Göreviniz
Hiçlik kavramını ele alan metni, kaldığı yerden sürdürün.

Seçilen metin
Bu arada bazı bilim adamlarınca hiçlik kavramının
anlaşılmadığı ya da çok önemli bazı temel verilerin
üstünden atlanıldığı, değerlendirmeye sokulmadığı ortaya
çıkmaktadır. Çünkü hiçlik, hiçtir. Hiçlikte, hiçin
dışında bir şey olamaz. Bilinen ve bilinmeyen tüm
kavramlar hiçlikte varlığını tamamıyla yitirirler. Öyle
ki, Hiçlikte Hiçin, Hiçlik tanımı, kavramı bile
geçersizdir. Hiçe bir şey ekleyemeyeceğimiz gibi,
hiçten de bir şey çıkartamayız ve çıkamaz da. Bu nedenle
hiçlikten ancak hiçlik çıkar. Eğer hiç olarak algılanan
bir boyuttan varlık doğuyorsa, bu hiçlikte, bir “Mutlak
Bilincin” var olduğu anlamına gelir. Böylece, bir
boyuta göre hiçlik olarak görünen bu boyut, kendi
boyutlarında hiç değil, tamamen soyuttan ibaret ve
“sanal vakumun” kaynağı olan Mutlak Bilinçten başka bir
şey olmamaktadır. Ancak bu boyut tasavvufun işaret
ettiği “Mutlak Hiçlik” boyutu da değildir. “Mutlak
Hiçlik”, sonsuz-sınırsız Mutlak Bilincin de (“Salt
Data’nın” yani “Nokta’nın” da) özü olan ve tüm
kavramların geçersiz olduğu boyuttur, Zat Boyutudur.

Veri kümesi öğeleri

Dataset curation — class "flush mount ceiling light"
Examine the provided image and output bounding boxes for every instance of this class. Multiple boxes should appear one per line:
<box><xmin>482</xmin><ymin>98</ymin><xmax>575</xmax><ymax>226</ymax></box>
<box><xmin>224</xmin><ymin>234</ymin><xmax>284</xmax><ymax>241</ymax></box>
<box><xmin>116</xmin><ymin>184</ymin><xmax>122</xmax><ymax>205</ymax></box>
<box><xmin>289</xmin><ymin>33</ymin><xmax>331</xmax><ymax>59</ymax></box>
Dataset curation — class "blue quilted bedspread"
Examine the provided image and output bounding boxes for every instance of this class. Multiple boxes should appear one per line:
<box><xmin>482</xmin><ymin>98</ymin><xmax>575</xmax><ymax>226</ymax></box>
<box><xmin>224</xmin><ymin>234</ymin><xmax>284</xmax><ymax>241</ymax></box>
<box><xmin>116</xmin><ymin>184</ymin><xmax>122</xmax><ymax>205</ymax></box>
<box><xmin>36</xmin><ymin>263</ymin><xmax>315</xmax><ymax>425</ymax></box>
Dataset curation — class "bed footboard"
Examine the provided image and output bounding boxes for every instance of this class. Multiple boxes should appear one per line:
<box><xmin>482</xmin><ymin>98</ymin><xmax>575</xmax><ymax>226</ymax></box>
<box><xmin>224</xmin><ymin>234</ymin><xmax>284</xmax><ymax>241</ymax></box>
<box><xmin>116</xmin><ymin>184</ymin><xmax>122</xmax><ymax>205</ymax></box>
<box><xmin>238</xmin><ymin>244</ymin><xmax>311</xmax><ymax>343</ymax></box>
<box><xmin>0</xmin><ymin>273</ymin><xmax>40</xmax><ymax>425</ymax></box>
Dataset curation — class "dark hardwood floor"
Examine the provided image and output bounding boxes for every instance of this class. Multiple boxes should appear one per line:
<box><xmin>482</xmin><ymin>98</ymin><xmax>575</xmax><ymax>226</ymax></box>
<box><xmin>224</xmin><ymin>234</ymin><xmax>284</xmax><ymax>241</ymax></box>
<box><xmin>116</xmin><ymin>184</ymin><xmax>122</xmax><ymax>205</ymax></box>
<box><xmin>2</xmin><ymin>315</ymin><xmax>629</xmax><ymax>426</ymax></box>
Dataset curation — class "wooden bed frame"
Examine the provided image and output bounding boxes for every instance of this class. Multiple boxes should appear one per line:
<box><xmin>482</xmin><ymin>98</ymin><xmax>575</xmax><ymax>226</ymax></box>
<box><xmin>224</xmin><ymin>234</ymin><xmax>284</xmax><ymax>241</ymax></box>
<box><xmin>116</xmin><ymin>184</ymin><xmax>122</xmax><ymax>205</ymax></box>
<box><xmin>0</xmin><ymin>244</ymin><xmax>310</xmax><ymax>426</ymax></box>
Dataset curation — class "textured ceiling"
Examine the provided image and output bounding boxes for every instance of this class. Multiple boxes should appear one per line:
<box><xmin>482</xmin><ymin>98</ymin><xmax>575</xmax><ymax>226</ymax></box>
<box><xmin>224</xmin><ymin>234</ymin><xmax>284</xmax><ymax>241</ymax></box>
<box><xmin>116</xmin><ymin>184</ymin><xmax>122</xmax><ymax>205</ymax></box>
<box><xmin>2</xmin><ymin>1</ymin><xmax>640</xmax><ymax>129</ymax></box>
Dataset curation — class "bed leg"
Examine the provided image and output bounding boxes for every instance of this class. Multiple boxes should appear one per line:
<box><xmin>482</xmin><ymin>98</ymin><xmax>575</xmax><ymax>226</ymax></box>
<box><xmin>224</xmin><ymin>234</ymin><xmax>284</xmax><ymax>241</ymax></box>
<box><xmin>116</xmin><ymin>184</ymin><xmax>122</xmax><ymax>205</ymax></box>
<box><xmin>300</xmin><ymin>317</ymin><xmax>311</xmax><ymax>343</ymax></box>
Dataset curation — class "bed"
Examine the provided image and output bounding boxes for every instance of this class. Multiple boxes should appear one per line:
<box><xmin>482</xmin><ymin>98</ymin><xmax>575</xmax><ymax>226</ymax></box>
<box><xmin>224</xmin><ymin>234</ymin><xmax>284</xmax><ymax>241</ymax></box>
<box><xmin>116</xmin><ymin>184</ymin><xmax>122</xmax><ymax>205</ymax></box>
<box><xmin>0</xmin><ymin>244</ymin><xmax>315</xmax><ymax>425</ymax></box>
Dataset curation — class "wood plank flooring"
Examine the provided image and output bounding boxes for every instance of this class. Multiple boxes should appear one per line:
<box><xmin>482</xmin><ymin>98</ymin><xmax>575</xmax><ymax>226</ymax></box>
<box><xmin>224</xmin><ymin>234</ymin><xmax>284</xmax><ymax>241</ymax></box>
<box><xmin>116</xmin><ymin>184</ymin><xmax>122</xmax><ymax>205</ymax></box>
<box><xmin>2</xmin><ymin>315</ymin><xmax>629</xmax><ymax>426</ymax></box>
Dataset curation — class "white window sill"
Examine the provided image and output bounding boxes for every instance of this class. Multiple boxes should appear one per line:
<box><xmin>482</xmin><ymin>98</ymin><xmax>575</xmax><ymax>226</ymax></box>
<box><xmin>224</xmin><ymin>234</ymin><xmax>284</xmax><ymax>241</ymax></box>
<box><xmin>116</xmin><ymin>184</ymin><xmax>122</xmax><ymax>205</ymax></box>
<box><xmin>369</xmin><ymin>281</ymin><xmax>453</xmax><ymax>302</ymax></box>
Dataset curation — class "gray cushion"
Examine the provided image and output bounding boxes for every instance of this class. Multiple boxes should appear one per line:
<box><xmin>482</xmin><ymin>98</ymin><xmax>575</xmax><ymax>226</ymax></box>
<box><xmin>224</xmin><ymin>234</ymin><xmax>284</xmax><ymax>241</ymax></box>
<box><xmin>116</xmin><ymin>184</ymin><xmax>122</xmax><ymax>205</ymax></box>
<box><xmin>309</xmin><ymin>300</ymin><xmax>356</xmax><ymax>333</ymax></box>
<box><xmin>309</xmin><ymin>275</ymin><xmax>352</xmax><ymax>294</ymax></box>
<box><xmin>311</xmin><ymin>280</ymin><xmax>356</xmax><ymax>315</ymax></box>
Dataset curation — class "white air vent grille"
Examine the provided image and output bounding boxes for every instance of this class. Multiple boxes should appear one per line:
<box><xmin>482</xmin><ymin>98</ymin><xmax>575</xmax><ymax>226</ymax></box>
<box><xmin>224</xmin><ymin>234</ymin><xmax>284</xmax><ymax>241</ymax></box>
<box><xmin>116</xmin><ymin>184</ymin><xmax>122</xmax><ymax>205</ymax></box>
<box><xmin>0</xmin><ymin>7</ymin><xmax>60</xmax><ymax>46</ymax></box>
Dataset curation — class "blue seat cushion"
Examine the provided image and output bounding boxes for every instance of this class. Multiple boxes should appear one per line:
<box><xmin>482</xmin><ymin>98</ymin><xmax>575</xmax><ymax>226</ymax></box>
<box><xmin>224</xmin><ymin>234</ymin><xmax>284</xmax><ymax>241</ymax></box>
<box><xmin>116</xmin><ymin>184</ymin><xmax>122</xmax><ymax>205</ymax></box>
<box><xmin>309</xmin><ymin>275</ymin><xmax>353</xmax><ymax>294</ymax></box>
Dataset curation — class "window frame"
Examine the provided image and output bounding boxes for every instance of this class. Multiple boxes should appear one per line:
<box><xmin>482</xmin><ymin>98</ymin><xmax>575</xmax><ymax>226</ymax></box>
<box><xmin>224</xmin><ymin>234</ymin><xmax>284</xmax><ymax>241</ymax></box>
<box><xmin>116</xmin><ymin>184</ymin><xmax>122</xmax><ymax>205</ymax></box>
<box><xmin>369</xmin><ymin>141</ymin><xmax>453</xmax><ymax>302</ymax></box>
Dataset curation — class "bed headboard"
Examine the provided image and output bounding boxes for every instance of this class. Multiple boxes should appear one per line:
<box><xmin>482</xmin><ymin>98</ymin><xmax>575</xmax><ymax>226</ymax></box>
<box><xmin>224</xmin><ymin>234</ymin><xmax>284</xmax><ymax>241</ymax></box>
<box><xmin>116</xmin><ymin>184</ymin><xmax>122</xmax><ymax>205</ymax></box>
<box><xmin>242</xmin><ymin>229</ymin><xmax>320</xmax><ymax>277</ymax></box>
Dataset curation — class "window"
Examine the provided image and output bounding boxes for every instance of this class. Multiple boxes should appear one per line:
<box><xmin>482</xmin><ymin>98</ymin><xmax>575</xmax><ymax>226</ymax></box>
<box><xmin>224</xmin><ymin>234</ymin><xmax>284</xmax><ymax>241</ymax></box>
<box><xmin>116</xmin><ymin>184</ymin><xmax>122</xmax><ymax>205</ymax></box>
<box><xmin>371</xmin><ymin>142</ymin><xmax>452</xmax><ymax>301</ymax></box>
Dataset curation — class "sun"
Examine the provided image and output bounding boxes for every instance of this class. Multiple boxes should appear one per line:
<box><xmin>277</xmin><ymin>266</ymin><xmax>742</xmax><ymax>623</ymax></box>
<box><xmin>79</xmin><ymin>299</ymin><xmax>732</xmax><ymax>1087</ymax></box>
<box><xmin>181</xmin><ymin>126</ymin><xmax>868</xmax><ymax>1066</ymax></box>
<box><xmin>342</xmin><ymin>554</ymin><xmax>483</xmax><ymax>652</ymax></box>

Görev yanıtı
Nefs Mertebeleri itibariyle, Bilincin en saf hali olan
Safiye Nefs mertebesidir. Mutlak Bilincin bile eridiği,
“Bilinçsiz Bilinç” durumu. Dolayısıyla her şey asıl
olarak Mutlak Hiçliğe dayanır, fakat buna rağmen tüm
bu şeyler “Mutlak Hiçlikte” yer de etmezler. Bu
boyutta var olan tecelliler bile, bilinmezliğin kendi
içindeki bilinmezliği ile olan şeyler olup bunlar ancak
hiçlikle anlaşılacak şeylerdir. Bu arada, hakkında
hiçbir şey söylenmenin mümkün olmadığı Zati (Mutlak
Hiçlik) boyutu, anlatım sadedinde, ona yaklaşım sağlamak
amacıyla bir alt boyuttan yani, Sıfat mertebesinden,
yenilen formatıyla söylersek “Data” boyutundan
anlatılmaktadır.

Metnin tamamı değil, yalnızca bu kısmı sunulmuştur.